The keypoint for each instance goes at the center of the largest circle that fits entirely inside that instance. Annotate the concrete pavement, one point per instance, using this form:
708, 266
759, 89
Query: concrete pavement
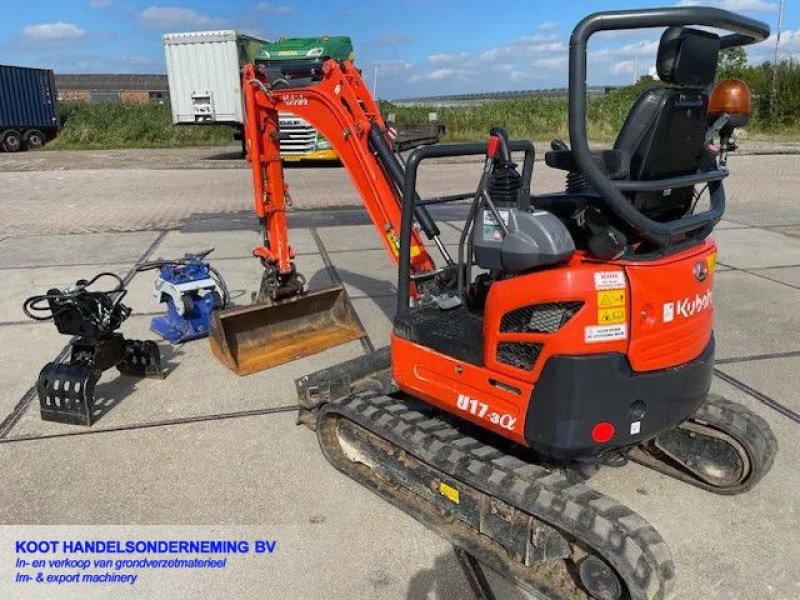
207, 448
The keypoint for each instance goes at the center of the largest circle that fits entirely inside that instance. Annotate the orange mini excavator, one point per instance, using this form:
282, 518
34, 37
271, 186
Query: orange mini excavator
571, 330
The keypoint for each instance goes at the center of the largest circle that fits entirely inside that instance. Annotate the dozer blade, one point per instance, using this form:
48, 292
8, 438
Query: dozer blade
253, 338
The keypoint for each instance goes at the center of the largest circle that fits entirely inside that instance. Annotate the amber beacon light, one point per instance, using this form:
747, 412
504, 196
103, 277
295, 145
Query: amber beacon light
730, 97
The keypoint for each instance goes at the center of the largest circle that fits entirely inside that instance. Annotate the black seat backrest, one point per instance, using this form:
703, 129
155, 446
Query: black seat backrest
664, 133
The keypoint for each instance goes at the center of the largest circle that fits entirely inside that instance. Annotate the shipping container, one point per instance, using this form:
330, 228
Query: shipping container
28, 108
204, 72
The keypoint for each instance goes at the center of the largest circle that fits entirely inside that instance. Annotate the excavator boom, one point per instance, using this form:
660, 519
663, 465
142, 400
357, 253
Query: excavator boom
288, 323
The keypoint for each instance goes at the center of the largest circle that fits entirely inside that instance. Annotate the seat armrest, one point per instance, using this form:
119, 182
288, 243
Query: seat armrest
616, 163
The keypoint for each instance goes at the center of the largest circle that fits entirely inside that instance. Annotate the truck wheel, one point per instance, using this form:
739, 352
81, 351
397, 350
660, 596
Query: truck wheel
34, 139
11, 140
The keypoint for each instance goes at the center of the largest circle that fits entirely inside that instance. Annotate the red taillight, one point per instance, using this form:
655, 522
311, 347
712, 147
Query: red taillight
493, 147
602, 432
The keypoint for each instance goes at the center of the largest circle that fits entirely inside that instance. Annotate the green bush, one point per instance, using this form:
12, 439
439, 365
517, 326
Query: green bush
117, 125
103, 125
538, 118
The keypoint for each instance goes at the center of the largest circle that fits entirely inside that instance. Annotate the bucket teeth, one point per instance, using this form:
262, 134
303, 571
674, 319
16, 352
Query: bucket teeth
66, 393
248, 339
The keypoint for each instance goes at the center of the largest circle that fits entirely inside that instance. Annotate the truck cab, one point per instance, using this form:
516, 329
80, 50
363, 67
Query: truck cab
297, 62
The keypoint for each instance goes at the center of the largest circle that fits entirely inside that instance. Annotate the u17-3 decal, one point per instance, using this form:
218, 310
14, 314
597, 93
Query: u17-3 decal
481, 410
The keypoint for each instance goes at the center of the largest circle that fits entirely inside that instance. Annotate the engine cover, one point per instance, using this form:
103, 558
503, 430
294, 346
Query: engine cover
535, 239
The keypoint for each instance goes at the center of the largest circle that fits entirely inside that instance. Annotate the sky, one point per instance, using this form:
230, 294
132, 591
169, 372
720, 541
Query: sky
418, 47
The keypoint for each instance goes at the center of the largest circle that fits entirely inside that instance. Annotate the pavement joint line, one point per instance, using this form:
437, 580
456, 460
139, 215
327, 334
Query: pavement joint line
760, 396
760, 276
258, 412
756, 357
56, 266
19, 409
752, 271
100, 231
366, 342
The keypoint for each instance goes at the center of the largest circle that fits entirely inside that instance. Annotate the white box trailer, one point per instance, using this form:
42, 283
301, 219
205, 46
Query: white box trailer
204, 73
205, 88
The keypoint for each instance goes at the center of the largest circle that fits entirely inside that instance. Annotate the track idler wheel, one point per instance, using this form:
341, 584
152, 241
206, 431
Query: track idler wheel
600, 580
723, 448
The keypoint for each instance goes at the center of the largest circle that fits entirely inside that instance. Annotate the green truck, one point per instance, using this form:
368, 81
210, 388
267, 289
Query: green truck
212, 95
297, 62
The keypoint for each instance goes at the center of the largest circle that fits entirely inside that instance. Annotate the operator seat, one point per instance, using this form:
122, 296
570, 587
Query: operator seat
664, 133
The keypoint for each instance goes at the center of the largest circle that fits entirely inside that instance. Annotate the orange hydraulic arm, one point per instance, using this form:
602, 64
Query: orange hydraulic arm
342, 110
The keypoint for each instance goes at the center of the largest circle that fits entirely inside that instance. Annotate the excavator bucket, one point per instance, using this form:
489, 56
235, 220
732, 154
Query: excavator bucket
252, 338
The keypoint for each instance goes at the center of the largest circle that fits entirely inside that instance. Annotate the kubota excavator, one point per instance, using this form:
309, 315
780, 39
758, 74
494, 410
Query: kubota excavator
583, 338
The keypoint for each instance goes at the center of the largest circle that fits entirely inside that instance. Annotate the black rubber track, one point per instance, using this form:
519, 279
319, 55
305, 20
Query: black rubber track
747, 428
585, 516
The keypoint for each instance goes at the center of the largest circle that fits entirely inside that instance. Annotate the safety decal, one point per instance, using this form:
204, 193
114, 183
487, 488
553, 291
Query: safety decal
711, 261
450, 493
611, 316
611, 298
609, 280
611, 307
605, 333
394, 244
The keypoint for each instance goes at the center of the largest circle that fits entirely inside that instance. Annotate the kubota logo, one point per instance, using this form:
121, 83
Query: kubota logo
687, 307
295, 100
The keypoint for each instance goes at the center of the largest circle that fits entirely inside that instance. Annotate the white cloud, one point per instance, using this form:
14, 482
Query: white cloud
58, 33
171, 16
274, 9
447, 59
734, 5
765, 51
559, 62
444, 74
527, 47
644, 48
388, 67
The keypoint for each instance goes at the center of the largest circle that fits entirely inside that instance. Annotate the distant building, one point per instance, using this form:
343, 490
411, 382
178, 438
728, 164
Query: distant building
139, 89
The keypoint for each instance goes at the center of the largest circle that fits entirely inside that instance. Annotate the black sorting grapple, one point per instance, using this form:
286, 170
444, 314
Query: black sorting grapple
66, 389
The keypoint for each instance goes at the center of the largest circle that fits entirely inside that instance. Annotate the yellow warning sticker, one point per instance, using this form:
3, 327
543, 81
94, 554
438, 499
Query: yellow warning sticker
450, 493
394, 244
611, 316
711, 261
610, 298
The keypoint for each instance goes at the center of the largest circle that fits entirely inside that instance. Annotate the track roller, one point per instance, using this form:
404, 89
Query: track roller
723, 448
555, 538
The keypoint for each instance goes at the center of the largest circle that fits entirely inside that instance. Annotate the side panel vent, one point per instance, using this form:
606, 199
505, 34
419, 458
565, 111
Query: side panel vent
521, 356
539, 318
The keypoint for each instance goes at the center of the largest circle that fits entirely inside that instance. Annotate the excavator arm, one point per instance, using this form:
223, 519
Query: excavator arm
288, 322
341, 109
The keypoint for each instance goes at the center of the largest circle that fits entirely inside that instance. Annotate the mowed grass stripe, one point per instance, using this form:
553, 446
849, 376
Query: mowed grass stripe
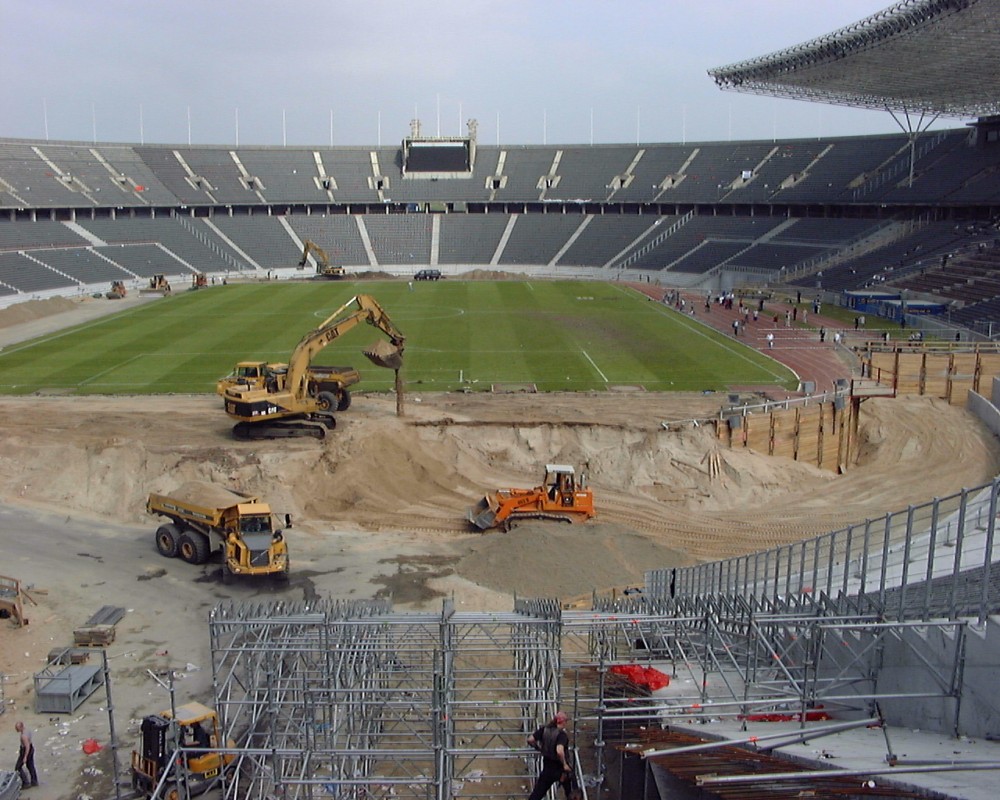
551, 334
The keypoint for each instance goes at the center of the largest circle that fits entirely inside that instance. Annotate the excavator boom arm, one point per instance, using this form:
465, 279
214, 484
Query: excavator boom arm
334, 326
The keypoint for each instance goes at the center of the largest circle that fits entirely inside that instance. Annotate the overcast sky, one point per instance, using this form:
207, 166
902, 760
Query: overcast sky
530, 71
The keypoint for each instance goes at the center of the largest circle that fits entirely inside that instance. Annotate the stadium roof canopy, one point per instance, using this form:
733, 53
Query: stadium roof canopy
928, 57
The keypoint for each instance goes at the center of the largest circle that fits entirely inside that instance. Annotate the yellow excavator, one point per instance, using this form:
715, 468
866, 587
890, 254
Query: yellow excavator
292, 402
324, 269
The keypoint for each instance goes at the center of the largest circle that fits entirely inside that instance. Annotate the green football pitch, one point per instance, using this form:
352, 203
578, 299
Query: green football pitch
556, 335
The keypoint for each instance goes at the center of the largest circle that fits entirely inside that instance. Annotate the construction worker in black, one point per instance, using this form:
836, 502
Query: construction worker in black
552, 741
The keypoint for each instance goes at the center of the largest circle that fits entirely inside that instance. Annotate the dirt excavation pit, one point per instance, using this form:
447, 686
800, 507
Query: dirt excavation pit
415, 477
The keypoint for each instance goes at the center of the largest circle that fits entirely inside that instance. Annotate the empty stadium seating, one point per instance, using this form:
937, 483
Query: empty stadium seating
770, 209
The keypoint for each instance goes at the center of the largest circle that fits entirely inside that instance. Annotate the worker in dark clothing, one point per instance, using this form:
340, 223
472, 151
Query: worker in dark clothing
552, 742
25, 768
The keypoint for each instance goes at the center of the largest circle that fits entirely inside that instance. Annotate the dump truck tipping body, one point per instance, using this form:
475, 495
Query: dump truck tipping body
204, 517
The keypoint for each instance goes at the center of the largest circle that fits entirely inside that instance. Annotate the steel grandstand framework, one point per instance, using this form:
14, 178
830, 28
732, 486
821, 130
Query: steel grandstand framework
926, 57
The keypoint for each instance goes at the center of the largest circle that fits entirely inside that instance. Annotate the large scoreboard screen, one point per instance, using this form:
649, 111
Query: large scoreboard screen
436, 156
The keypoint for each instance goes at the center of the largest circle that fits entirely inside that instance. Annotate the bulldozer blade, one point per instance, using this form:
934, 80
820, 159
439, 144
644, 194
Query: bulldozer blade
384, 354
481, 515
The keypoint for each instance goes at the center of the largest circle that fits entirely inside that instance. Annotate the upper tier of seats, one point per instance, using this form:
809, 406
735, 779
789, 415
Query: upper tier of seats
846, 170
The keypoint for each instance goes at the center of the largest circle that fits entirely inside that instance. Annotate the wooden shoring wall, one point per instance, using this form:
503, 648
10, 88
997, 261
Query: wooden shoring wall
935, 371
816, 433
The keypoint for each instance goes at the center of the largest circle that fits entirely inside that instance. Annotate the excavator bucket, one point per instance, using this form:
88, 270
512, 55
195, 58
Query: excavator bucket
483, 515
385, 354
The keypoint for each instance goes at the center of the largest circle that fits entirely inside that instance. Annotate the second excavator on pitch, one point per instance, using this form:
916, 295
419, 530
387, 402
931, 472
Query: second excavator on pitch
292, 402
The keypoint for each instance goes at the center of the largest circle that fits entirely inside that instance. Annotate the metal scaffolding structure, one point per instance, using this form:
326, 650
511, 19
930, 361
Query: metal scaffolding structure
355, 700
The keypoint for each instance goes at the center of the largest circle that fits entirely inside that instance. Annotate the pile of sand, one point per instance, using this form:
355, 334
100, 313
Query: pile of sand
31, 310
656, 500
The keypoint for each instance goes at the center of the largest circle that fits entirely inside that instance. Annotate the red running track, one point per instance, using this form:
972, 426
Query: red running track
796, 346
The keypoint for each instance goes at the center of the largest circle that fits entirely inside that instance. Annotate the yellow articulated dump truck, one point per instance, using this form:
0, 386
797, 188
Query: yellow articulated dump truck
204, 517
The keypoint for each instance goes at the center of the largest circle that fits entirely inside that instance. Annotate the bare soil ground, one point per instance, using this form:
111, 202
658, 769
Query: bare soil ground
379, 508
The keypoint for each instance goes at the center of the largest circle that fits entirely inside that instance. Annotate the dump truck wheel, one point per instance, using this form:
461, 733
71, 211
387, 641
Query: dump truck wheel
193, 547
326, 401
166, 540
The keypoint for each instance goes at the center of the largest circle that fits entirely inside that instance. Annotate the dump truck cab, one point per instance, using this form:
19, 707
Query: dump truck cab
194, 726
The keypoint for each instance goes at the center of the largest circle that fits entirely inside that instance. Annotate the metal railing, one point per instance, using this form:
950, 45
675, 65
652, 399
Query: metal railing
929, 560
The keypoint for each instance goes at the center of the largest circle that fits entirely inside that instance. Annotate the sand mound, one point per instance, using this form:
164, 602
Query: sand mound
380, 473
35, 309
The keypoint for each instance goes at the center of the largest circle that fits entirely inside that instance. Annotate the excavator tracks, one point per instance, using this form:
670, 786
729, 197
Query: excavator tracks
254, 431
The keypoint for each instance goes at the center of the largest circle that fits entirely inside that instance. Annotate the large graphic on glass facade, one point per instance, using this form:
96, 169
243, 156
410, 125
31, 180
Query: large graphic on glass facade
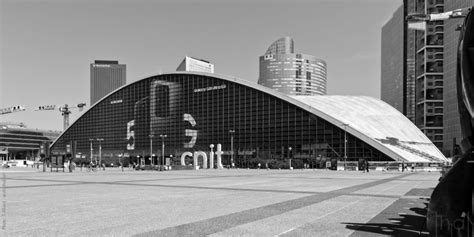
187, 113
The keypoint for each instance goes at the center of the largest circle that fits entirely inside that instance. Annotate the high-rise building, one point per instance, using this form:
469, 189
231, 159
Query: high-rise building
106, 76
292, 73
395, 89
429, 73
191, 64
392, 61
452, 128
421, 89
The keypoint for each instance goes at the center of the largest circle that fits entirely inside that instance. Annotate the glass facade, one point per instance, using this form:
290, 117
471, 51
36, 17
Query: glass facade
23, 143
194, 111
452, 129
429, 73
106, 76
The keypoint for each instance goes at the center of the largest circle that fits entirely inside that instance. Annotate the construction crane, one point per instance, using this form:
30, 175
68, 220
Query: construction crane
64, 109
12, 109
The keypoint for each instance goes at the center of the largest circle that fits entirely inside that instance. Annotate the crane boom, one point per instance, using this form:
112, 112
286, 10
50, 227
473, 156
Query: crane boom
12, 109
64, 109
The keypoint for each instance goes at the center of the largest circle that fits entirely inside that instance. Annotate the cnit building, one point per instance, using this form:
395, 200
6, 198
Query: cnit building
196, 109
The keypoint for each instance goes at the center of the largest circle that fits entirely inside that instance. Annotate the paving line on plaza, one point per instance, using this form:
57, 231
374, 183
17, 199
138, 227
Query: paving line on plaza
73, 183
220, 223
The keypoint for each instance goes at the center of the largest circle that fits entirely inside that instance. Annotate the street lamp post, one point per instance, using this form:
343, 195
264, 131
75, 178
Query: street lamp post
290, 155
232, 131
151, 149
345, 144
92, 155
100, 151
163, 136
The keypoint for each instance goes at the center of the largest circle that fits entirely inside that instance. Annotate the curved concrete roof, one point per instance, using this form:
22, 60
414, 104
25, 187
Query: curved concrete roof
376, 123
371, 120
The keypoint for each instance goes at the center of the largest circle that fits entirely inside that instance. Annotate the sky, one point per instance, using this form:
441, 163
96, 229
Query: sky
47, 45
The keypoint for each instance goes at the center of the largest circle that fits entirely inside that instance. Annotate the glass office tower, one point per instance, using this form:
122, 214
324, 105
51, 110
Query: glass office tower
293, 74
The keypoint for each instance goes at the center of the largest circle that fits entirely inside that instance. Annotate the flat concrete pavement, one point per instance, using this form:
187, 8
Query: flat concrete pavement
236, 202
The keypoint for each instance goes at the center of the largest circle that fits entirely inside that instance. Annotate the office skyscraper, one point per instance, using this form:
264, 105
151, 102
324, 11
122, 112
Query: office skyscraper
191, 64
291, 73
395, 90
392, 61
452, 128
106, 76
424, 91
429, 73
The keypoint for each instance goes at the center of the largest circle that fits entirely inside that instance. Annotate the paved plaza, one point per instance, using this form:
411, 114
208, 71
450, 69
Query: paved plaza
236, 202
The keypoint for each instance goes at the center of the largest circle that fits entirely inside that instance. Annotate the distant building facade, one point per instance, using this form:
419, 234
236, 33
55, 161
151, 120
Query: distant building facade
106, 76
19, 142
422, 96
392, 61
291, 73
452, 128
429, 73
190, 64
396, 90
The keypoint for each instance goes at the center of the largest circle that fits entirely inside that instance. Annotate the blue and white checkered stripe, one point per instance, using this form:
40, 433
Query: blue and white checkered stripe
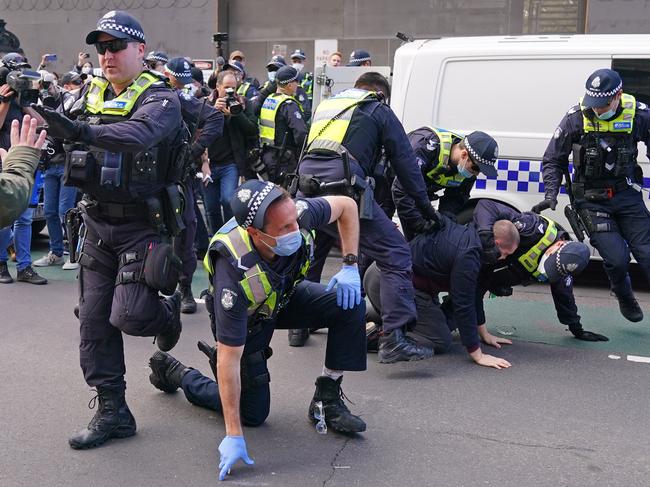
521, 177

**INSTRUCTION:** Pictures excluded, copy exactly the lines running from the one with "Annotate the curved" through the last line of the material.

**ANSWER TO THIS TASK:**
The keypoint for each instance goes at the center of the largest circle that fits entirely inside that instance. Annotate the curved concrete roof, one point per instance, using this form:
22, 60
414, 104
25, 187
Query: curved concrete roof
376, 123
371, 120
The keypoint for each instance goes at the center of the largest circle that fits entirely inside that instance. Annotate the sky, one point per instance, using this form:
441, 163
96, 229
Query: sky
47, 45
The keypoint for each instance goes at the center of the largest circle that fits entirely inside that instance. Annotate the glass office tower, one point per instance, using this form:
122, 214
324, 105
51, 110
Query: glass office tower
293, 74
The keypoint for each instance goes at the center of the largest circle that fits entirely inside that instance. Annotate the flat concrete pavement, one point per instance, using this form:
187, 8
Query: flat concrete pavement
236, 202
The keypoint for each instance goes at the center of the largest circle that fits entirely inside that instance. Annotate the office skyscraper, one point per instance, using this form:
264, 105
151, 102
324, 11
122, 112
Query: office skyscraper
191, 64
291, 73
395, 90
392, 61
452, 128
106, 76
424, 91
429, 73
The keypoint for each instance goes at the center of the largest circle that fits entirely inside that instance. Annotate the paved plaza, one point per instance, using this form:
411, 114
208, 71
450, 69
Query: paved plaza
236, 202
The keypoint for each instance goes at the center of the largest circle that fits entirely inside that instance. Annotate the distant building facade, one point per instance, using this form:
419, 234
236, 33
55, 161
151, 120
Query: distant building facade
106, 76
19, 142
422, 96
392, 61
291, 73
452, 128
429, 73
190, 64
396, 90
The keypoint for each instance goes at the center of the largest circle that fits entirely inside that instance. Annotate the blue and white checkered stripe, one point per instance, using this form:
40, 433
Query: blue and white checkered stripe
521, 177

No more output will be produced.